● **Texto fornecido**:

Nesta semana em que o ciclo "Sete Vezes Bergman", na Sala Cinemateca, revisita a obra "madura" do maior cineasta sueco, nada mais oportuno que o lançamento em vídeo de "Sorrisos de uma Noite de Verão".
Rodado em preto-e-branco e lançado em 1955, "Sorrisos..." é uma comédia romântica que parece ter pouco a ver com o universo sombrio e severo do Bergman das últimas décadas.
Mas a distância entre o jovem diretor de "Sorrisos de uma Noite de Verão" e o de dramas como "Gritos e Sussurros" e "Sonata de Outono" é apenas de tom e estado de espírito.
Temas permanentes
Os temas e preocupações são os mesmos: a busca da liberdade que quase sempre redunda em solidão, o amor e sua tirania, a ética pessoal em confronto com as convenções.
O que mudou então? Aparentemente, com o passar dos anos, o desgate de sucessivos casamentos e as frustrações pessoais e artísticas foram acrescentando amargura e ceticismo ao olhar de Bergman sobre a vida e os indivíduos.
Mas talvez essa seja uma leitura demasiado "psicologista" ou "biografista" da evolução da obra de Ingmar Bergman.
O fato é que o cinema bergmaniano tornou-se progressivamente prisioneiro de sua própria dramaturgia -uma dramaturgia encerrada em cenários claustrofóbicos em que poucos personagens se debatem numa espécie de psicodrama belissimamente fotografado e interpretado.
A notável exceção a essa tendência verborrágica do último Bergman, tão cara aos psicanalistas, é precisamente seu último filme, "Fanny e Alexander".
Em "Sorrisos de uma Noite de Verão", conhecemos um outro Bergman. Para começar, o ambiente é o campo aberto, e a estação é o verão. Desse cenário bucólico e luminoso resulta boa parte do frescor e da leveza dessa comédia premiada em Cannes.
O entrecho é o de uma farsa -e seria retomado quase literalmente por Woody Allen em "Sonhos Eróticos de uma Noite de Verão".

● **Dados**:
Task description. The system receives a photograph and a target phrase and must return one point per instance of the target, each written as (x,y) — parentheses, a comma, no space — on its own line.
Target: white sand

● **Instruções e requisitos**: Escreva sem alterações o trecho do texto sobre Bergman que começa em "O fato é que" e termina em "premiada em Cannes.".

● **Resultado abaixo**:
O fato é que o cinema bergmaniano tornou-se progressivamente prisioneiro de sua própria dramaturgia -uma dramaturgia encerrada em cenários claustrofóbicos em que poucos personagens se debatem numa espécie de psicodrama belissimamente fotografado e interpretado.
A notável exceção a essa tendência verborrágica do último Bergman, tão cara aos psicanalistas, é precisamente seu último filme, "Fanny e Alexander".
Em "Sorrisos de uma Noite de Verão", conhecemos um outro Bergman. Para começar, o ambiente é o campo aberto, e a estação é o verão. Desse cenário bucólico e luminoso resulta boa parte do frescor e da leveza dessa comédia premiada em Cannes.